Required work –
Count the lines in the material below that contain the string "hair", treating uppercase and lowercase as different. Reply with the number alone.

-- Start of Data for this exercise --

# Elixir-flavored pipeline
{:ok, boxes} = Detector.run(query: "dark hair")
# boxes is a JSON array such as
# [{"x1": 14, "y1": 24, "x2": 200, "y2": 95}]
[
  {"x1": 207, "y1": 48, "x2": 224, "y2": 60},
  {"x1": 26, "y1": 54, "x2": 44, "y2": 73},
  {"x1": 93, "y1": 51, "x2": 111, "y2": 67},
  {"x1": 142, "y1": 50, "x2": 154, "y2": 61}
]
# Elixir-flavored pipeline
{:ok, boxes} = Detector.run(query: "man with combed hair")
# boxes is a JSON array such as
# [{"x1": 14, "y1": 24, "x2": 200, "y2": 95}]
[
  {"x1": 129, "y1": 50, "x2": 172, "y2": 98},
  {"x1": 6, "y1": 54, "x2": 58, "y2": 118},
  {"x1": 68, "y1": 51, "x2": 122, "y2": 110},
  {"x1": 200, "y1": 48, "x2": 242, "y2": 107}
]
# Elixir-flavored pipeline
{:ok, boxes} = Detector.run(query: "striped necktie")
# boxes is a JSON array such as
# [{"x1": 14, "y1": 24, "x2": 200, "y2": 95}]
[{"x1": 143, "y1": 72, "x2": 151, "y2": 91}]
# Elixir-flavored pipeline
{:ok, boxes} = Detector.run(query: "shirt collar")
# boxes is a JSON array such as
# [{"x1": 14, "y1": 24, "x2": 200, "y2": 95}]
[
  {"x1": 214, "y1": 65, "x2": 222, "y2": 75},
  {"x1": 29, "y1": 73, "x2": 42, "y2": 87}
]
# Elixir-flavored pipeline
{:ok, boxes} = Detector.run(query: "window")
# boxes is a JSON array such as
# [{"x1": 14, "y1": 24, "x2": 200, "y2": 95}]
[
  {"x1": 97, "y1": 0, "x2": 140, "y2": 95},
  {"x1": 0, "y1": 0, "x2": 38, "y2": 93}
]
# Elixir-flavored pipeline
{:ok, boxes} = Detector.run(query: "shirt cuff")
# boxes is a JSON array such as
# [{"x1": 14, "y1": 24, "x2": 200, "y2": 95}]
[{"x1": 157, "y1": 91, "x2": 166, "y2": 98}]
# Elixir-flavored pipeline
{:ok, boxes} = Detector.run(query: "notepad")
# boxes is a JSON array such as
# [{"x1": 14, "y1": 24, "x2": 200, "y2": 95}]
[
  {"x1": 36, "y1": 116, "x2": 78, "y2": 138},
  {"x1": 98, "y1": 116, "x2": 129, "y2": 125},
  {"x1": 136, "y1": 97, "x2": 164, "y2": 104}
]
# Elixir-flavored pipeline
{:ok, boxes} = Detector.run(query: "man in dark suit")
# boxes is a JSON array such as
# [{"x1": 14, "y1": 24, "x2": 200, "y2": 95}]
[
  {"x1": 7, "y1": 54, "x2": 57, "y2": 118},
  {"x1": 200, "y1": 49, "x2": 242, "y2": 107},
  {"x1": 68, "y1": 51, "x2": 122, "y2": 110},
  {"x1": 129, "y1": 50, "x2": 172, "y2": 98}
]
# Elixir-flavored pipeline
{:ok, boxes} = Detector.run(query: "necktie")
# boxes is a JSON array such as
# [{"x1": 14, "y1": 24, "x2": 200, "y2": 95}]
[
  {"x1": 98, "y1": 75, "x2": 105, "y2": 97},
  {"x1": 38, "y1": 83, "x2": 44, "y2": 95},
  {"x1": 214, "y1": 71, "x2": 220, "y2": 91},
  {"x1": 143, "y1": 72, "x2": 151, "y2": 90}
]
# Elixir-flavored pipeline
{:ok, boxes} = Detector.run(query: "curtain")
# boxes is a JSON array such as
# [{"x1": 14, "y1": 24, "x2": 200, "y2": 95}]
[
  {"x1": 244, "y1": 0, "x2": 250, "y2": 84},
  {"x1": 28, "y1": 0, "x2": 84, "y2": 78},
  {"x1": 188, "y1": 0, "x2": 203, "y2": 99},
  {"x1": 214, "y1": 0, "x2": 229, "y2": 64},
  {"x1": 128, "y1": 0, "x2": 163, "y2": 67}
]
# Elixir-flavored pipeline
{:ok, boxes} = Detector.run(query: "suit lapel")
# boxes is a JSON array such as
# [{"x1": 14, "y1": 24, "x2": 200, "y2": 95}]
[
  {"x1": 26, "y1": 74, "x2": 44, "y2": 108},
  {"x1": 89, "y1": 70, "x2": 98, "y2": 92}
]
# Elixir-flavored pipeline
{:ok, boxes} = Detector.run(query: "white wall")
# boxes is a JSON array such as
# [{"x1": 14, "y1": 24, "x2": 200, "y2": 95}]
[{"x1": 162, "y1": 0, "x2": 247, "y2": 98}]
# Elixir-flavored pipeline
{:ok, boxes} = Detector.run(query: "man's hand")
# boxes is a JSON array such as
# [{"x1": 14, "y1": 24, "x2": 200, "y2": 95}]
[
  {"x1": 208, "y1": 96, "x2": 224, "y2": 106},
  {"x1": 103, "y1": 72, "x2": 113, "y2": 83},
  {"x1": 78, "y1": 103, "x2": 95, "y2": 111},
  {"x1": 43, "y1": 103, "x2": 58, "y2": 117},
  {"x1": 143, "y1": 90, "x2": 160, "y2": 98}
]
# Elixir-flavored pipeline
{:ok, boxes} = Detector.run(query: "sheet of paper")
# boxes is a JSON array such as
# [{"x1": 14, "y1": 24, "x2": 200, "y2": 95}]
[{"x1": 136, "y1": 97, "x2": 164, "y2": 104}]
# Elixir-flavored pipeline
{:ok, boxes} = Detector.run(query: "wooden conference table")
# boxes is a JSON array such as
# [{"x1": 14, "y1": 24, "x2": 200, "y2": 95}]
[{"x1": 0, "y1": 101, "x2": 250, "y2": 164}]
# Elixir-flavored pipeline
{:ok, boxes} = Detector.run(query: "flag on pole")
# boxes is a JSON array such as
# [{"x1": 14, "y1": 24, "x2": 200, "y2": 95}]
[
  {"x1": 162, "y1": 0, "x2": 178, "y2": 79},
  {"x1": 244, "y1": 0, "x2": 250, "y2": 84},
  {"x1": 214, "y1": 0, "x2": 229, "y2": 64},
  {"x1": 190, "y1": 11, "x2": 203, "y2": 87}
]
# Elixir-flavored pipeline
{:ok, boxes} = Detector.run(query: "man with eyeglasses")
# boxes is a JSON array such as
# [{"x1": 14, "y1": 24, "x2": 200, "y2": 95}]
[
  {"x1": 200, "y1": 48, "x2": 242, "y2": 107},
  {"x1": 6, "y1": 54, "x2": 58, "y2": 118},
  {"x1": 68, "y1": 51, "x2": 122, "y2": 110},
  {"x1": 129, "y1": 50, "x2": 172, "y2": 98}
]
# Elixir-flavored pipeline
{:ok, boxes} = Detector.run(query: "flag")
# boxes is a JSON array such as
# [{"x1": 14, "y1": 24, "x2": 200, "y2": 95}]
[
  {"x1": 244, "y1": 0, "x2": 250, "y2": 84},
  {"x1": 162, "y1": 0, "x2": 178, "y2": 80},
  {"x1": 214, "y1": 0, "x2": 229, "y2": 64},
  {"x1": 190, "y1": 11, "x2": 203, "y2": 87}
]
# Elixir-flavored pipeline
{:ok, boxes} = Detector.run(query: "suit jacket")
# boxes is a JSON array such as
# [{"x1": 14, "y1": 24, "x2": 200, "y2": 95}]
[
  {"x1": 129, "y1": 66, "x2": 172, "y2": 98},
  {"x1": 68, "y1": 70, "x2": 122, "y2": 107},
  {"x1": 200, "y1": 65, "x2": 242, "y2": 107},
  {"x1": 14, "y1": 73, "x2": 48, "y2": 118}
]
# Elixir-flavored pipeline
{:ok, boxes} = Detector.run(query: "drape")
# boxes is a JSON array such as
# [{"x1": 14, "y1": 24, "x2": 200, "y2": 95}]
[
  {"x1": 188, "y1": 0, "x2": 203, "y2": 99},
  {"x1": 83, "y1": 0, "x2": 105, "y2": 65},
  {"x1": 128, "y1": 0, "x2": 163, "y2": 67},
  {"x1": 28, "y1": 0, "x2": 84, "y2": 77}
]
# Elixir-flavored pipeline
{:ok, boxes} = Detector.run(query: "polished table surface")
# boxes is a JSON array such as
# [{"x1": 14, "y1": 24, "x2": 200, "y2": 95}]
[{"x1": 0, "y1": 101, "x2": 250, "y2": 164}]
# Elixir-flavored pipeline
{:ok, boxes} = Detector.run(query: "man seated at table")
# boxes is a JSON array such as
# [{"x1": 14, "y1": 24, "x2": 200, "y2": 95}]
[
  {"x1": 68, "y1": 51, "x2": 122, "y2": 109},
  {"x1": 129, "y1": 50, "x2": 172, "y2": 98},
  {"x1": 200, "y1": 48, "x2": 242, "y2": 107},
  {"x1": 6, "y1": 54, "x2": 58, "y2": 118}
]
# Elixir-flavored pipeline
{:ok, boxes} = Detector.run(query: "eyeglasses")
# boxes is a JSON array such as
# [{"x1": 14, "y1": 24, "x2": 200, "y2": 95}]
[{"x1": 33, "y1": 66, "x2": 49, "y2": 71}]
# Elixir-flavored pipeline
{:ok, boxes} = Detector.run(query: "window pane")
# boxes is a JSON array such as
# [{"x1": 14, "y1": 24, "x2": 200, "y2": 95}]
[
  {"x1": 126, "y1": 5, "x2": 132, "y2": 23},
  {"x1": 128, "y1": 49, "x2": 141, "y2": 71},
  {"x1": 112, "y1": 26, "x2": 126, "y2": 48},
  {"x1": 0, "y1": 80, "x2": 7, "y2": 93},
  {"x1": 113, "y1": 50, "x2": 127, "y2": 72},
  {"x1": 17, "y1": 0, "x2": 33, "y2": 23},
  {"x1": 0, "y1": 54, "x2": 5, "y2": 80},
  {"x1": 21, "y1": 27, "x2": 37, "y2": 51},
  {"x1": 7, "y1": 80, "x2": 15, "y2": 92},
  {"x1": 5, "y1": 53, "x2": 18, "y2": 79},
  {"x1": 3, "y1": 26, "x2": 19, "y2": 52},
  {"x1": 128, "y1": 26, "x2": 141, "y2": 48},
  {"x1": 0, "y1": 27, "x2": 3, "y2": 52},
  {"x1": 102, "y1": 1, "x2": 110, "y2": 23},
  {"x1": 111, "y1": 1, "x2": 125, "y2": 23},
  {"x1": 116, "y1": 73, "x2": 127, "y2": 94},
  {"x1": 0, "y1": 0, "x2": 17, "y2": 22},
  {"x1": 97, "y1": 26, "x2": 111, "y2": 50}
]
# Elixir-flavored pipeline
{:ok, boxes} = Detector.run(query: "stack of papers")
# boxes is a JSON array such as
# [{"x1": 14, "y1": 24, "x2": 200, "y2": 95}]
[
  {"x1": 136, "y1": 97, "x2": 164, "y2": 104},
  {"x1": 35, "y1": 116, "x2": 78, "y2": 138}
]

-- End of Data for this exercise --

Task result –
2